## Job:
Copy the entries word for word, starting from the very first line and going on through the line that contains "M215 149L220 149L220".

* Begin Data to process *

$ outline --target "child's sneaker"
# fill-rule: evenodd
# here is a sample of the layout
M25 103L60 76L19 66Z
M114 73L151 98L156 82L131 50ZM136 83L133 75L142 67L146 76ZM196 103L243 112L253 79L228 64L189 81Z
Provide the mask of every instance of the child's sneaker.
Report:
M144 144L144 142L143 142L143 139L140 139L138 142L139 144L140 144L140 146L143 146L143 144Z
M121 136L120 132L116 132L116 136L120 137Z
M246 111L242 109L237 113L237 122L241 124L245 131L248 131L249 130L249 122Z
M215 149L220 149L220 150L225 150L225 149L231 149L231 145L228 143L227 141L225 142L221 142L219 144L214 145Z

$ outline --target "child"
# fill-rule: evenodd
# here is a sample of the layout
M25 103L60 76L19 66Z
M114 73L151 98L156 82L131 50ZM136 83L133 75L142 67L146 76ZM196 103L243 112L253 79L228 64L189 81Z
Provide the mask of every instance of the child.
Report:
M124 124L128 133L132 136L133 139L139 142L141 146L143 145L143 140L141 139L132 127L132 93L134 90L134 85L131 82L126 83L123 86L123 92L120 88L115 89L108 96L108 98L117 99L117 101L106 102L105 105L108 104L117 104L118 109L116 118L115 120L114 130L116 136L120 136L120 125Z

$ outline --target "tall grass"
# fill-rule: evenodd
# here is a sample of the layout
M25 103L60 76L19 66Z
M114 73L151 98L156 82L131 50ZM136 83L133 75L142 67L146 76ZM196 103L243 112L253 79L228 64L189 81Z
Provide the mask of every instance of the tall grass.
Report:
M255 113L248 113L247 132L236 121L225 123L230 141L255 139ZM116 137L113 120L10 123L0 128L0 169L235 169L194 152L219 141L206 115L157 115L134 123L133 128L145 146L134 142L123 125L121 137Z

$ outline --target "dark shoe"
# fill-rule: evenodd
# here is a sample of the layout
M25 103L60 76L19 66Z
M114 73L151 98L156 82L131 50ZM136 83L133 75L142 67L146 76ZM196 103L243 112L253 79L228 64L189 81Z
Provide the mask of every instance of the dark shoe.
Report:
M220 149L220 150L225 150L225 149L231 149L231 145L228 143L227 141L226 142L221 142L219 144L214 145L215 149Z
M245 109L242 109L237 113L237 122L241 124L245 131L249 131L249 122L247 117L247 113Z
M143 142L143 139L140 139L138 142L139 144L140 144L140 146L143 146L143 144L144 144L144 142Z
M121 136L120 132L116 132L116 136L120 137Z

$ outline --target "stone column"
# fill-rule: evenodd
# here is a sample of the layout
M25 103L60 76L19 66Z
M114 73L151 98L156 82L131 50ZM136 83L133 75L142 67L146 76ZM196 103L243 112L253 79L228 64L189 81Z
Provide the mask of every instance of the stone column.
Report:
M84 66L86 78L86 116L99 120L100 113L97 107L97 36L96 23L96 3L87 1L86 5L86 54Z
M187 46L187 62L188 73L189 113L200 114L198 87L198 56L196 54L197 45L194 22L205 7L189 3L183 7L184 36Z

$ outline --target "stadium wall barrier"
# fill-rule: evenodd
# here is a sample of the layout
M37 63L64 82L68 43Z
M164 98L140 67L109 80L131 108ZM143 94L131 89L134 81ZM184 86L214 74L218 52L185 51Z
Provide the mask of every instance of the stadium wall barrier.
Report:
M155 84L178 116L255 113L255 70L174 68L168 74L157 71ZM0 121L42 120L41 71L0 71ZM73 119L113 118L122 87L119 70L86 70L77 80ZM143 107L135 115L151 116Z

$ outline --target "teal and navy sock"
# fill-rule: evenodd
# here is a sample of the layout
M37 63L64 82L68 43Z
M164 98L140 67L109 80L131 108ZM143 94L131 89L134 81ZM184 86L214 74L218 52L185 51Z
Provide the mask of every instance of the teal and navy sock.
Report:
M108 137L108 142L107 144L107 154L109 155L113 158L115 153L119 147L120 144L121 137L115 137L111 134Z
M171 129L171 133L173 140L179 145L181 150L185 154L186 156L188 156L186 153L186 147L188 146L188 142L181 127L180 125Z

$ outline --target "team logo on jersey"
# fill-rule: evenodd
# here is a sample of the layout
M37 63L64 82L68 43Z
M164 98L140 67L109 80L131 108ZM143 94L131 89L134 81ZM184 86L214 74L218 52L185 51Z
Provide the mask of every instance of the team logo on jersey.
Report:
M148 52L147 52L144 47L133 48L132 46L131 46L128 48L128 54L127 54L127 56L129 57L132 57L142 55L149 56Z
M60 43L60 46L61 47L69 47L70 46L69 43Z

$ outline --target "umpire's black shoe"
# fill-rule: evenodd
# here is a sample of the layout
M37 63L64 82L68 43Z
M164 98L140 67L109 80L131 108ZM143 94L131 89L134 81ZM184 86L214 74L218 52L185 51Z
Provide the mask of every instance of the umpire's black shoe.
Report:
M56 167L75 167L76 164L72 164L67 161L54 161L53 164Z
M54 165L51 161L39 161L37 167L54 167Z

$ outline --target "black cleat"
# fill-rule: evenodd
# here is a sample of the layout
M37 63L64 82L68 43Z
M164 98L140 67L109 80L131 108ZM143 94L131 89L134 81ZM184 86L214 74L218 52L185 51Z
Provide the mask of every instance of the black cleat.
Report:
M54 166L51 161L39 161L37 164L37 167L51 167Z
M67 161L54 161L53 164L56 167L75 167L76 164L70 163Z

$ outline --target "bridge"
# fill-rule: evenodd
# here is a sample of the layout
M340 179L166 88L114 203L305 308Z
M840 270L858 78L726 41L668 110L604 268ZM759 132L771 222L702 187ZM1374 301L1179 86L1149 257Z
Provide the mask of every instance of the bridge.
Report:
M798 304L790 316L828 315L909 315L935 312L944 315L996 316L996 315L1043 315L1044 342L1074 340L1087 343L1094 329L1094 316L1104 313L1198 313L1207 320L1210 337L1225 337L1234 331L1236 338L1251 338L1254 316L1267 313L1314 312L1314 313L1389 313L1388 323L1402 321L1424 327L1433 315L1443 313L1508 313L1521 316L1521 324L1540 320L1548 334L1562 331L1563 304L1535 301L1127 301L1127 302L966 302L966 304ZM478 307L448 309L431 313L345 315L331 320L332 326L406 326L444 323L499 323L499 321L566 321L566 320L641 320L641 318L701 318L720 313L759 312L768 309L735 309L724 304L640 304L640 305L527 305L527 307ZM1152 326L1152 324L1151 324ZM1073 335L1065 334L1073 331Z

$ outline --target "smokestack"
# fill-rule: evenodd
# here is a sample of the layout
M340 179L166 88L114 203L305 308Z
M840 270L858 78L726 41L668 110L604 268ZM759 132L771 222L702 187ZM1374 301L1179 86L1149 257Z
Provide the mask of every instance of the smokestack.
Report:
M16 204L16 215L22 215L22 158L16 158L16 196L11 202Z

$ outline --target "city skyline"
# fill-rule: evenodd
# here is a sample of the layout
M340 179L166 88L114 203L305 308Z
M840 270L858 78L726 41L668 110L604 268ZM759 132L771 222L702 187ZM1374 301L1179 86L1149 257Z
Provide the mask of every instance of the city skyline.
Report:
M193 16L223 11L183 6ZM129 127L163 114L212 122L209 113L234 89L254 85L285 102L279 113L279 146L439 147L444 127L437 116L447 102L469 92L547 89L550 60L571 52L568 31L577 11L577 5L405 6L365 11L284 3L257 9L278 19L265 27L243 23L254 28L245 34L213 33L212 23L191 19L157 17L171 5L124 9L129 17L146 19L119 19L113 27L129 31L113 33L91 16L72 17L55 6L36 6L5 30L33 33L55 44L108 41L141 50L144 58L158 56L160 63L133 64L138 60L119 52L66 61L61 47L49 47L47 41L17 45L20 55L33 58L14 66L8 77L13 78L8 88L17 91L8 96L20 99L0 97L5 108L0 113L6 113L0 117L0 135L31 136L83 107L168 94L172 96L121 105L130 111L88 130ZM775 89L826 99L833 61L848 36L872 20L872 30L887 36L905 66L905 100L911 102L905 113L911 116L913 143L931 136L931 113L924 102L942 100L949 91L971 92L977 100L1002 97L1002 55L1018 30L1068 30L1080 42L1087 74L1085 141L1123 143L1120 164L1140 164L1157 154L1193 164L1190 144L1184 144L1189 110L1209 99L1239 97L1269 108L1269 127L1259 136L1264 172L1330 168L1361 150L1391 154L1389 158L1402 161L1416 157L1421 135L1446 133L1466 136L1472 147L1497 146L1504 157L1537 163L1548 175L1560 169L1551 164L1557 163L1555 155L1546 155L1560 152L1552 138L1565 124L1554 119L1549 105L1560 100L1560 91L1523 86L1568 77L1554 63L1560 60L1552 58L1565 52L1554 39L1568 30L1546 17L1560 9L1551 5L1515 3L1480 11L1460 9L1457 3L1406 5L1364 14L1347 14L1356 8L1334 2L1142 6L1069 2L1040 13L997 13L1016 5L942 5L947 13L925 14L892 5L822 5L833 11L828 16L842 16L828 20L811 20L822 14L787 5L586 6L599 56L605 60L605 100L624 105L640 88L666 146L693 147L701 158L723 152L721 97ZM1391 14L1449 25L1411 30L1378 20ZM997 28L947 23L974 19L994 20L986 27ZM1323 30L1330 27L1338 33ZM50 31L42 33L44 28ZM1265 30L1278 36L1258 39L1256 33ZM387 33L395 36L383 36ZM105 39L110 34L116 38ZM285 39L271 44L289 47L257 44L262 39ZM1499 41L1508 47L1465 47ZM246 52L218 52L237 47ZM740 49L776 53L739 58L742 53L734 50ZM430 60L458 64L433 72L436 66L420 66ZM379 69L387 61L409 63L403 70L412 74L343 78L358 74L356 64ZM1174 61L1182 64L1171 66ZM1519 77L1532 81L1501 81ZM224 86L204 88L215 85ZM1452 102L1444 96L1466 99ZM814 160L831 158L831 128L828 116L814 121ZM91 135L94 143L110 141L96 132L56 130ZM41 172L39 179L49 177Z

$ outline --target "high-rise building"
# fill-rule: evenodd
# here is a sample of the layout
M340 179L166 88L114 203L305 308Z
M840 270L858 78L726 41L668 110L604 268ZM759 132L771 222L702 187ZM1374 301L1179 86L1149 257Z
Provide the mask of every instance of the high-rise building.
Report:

* End Data to process *

## Task answer:
$ outline --target "child's sneaker"
# fill-rule: evenodd
# here is a sample of the layout
M25 103L60 76L19 66Z
M114 73L151 98L156 82L131 50ZM136 83L133 75L142 67L146 76ZM196 103L243 112L253 79L228 64L189 81Z
Provide the mask of every instance of the child's sneaker.
Report:
M144 144L144 142L143 142L143 139L140 139L138 142L139 144L140 144L140 146L143 146L143 144Z
M121 136L120 132L116 132L116 136L120 137Z
M246 111L242 109L237 113L237 122L241 124L245 131L248 131L249 130L249 122Z
M215 149L220 149L220 150L225 150L225 149L231 149L231 145L228 143L227 141L225 142L221 142L219 144L214 145Z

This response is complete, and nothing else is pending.